Aufgabe 1 - Wer hat laut dem Text über das Weihnachtsmusical in der Loisachhalle die Kostüme gemacht?
Aufgabe 2 - Schreib aus dem Text über das Weihnachtsmusical in der Loisachhalle den Teil ab, der mit den Worten „Espen Nowacki und“ anfängt und mit „auf die Bühne.“ aufhört.
Aufgabe 3 - Schreib den Text über das Weihnachtsmusical in der Loisachhalle nach seinem letzten Satz weiter.

Gezeigter Text -
%%
Espen Nowacki und Dominik Halamek bringen mit ihrer "Stillen Nacht" eine amüsante Parodie der Weihnachtsgeschichte als dröhnendes Musical auf die Bühne.

Von Wolfgang Schäl, Wolfratshausen

Die Weihnachtsgeschichte, die in diesen Tagen des Advents immer wieder vorgelesen wird, kennt diverse Abwandlungen, aber gewiss nur wenige Versionen, in denen das Geschehen rund um die Herbergssuche und die Geburt Jesu in ein dröhnendes Musical umgesetzt wird, in eine unsentimentale, fulminante Bühnenshow mit bunten, wildbewegten Bildern und fantasievollen Gewändern, aber auch mit anrührenden, leisen Gesangsszenen, abseits spektakulärer Effekte.

Möglich wurde dieser wunderbare Abend in der Loisachhalle durch die Arbeitsteilung zweier kongenialer Künstler, die lieber im Hintergrund wirken als selbst nach den Lichtkegeln der Scheinwerfer zu streben: Das ist zum einen der in Schweden geborene Espen Nowacki, zuständig für Buch, Liedtexte, Musik und Regie - sein Anliegen war es, für das Thema Weihnacht ein neues Konzept zu finden, das auch Parallelen zur Gegenwart zieht. Und da ist der Waldramer Lokalmatador Dominik Halamek, der in Wolfratshausen längst sein festes Publikum hat. Er stellte im Weihnachtsmusical "Die stille Nacht" eine perfekte Choreografie auf die Beine und zeichnete verantwortlich für die wunderbaren Kostüme.
%%
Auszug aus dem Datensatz
%%
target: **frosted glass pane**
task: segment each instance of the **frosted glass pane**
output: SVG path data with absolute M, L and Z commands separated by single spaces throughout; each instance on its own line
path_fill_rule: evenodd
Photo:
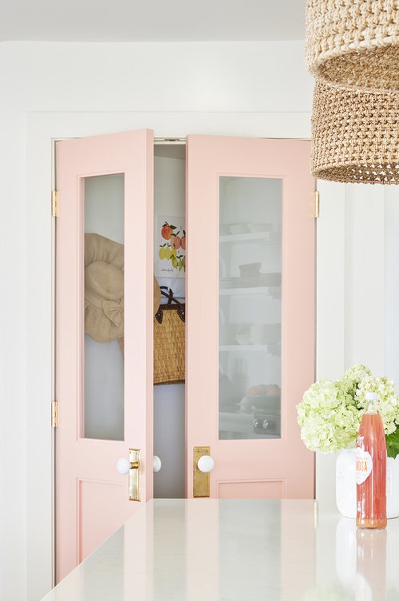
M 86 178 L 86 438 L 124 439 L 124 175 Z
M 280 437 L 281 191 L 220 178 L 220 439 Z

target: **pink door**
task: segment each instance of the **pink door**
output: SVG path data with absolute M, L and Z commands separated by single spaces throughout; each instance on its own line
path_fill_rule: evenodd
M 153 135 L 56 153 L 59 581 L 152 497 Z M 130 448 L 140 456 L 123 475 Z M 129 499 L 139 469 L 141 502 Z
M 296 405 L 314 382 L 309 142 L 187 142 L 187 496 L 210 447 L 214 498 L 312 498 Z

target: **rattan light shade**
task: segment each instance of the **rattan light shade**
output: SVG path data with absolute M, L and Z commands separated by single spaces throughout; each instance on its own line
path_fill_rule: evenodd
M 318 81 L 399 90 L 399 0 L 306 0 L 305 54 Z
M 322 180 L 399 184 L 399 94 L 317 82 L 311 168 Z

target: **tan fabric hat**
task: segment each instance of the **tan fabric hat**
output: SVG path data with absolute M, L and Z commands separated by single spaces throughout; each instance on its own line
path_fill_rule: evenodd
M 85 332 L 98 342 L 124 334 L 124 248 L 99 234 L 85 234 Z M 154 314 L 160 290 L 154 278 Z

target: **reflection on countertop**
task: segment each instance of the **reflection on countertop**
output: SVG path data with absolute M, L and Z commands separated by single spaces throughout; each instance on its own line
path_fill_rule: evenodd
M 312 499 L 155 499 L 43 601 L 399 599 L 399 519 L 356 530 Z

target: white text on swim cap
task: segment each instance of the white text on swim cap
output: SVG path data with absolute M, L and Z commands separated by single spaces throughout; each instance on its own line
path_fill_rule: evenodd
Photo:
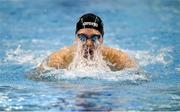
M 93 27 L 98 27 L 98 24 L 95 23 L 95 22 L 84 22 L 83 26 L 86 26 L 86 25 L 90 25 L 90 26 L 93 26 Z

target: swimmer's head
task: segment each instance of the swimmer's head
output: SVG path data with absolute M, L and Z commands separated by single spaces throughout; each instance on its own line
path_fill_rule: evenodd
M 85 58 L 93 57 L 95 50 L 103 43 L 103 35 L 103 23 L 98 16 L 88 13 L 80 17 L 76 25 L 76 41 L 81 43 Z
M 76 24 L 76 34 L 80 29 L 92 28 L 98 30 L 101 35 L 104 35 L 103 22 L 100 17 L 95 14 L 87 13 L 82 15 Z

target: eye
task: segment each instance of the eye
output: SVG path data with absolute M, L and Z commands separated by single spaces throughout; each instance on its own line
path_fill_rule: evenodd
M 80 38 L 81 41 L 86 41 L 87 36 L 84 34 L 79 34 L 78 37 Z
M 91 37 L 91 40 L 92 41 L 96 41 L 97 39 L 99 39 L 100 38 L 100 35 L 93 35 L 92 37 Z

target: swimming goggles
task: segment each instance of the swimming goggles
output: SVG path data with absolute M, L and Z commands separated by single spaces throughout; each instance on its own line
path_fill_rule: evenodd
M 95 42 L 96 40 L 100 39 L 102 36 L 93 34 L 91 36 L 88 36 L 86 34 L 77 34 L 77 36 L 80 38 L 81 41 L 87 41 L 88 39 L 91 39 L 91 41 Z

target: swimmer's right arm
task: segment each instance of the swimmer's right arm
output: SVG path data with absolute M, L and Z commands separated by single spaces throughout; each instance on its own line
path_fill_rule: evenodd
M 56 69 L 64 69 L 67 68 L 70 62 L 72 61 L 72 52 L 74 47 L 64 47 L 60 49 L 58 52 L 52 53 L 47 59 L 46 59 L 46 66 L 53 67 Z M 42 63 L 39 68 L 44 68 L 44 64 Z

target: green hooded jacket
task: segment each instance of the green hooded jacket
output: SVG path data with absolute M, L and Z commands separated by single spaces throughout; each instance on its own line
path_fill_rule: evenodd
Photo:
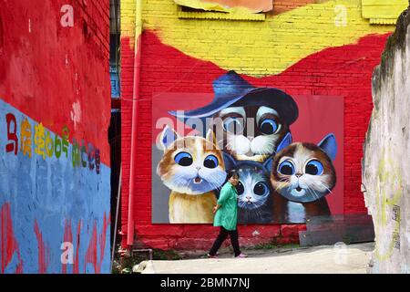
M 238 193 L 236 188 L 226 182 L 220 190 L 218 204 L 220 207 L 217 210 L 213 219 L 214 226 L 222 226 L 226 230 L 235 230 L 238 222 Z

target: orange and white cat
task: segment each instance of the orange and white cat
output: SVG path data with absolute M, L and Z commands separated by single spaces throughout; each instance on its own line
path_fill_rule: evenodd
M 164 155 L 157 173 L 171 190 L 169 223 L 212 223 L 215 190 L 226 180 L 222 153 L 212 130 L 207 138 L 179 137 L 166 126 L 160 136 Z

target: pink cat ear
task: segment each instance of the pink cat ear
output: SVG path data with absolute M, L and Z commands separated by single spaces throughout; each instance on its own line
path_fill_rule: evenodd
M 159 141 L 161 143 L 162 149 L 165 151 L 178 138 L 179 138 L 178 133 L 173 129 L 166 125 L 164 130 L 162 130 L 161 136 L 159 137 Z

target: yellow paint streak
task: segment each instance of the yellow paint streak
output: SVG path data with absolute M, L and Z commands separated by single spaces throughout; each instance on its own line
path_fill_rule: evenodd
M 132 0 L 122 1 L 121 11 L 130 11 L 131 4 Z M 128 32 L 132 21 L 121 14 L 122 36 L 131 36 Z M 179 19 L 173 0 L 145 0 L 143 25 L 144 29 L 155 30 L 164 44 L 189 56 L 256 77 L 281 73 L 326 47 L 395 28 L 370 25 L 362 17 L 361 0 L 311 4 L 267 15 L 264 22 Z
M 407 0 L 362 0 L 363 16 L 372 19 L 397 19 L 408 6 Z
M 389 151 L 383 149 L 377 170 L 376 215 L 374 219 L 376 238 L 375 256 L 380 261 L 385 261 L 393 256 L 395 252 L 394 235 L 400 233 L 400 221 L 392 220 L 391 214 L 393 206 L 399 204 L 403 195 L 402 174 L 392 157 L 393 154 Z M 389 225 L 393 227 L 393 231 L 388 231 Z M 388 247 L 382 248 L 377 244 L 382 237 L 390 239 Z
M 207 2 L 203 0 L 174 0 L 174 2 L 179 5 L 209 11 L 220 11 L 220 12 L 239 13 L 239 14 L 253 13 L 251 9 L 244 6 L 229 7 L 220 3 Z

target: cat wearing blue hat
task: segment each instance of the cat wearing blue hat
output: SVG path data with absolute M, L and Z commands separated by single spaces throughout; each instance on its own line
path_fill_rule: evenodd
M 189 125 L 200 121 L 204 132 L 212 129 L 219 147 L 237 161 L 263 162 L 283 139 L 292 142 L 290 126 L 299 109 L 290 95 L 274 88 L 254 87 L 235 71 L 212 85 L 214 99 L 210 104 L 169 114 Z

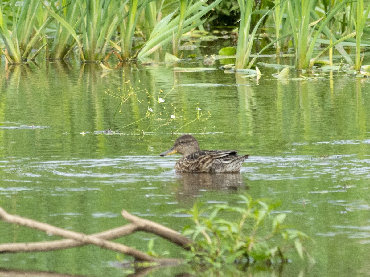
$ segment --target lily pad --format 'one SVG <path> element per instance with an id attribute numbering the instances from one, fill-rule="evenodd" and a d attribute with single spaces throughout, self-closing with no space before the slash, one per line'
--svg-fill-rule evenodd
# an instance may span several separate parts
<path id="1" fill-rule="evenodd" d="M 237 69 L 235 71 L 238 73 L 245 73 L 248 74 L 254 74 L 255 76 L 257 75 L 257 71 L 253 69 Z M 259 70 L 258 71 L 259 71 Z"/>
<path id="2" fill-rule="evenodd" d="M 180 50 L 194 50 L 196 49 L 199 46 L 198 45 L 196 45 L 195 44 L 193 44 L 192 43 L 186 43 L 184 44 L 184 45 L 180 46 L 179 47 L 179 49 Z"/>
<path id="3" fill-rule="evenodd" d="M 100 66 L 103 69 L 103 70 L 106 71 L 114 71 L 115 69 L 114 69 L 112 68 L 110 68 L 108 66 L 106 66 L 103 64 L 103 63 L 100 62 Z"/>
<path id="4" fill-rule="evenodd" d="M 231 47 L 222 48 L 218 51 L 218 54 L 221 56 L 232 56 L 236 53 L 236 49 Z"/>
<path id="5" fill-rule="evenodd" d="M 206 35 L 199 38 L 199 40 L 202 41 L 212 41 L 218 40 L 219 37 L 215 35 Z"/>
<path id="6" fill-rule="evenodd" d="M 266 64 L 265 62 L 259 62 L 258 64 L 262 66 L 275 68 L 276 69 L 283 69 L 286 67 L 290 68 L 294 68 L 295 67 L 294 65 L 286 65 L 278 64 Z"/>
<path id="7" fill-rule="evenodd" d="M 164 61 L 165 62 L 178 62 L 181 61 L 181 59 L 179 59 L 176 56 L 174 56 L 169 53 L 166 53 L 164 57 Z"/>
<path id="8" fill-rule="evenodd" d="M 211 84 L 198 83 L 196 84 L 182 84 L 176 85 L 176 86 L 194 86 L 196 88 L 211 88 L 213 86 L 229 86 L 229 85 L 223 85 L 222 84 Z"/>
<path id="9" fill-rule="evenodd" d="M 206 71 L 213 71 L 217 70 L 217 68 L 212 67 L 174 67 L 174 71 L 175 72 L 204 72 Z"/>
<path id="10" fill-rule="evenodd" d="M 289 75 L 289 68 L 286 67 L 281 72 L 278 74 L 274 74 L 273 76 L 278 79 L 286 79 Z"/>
%%
%%
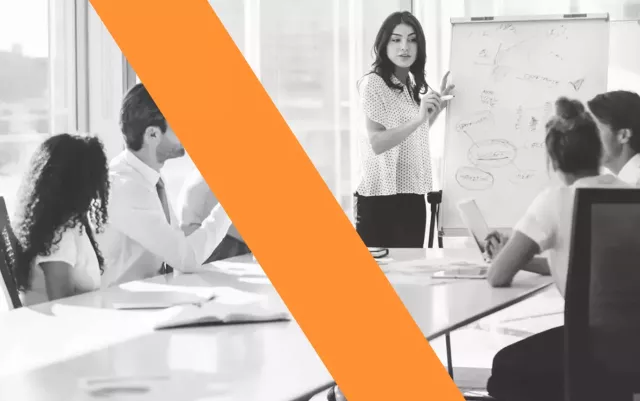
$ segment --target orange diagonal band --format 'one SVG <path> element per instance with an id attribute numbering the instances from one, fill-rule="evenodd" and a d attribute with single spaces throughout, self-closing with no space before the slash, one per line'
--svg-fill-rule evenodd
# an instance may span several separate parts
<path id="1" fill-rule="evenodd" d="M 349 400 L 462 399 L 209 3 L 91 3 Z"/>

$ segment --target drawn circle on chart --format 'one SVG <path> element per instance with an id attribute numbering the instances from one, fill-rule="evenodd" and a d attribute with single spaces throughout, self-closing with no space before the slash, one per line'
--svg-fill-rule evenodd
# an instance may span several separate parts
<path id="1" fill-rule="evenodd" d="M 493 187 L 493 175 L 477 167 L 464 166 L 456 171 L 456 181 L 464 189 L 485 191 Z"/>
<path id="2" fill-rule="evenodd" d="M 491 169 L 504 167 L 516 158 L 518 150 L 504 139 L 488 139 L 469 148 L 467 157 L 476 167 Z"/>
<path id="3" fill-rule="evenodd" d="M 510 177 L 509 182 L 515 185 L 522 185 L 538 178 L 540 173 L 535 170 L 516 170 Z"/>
%%
Antwort 1 - Dominik Halamek

Antwort 2 -
Espen Nowacki und Dominik Halamek bringen mit ihrer "Stillen Nacht" eine amüsante Parodie der Weihnachtsgeschichte als dröhnendes Musical auf die Bühne.

Antwort 3 -
Zur gewagten, aber plausiblen Mixtur gehört auch der amerikanische Santa Claus mit seinen Rentieren. (Foto: Hartmut Pöstges)

Dank einer erstklassigen Besetzung gelang eine für kirchliche Traditionalisten vielleicht gewagte, aber rundum plausible Mixtur aus vermeintlich nicht zu vereinbarenden Stilelementen: Da wird hin und hergelaufen und mit den Türen geknallt wie im Volkstheater, da gibt es Szenen aus dem modernen Familienleben, da wird mit Kitsch, Glitzer und Gesang nicht gespart. So gelingt eine amüsante Parodie auf die Weihnachtsgeschichte mit einem original amerikanischen Santa Claus samt Sack und Rauschebart (Stephan Brauer) , einem Esel auf Rädern, einer Jesuspuppe im Schubkarren, drollig herumhüpfenden Rentieren und einem strahlenden Engel im Glitzergewand, der sich wiederum für Soulklänge begeistert. Der steht mit seinen riesigen Flügeln hoch oben und setzt sich als mahnender Repräsentant des Himmels in Szene, steigt bei passender Gelegenheit aber auch hernieder, um ins weihnachtliche Geschehen einzugreifen. Diese Rolle füllt mit faszinierender, raumfüllender Gesangsstimme die Schweizerin Zoe Staubli aus, die ebenso wie ihre hochprofessionell agierenden Protagonisten viel Bühnenerfahrung in Musicals gesammelt hat.

Deus ex machina mit Goldflügeln: Zoe Staubli greift als Engel mit Soulstimme immer wieder ins Geschehen ein. (Foto: Hartmut Pöstges)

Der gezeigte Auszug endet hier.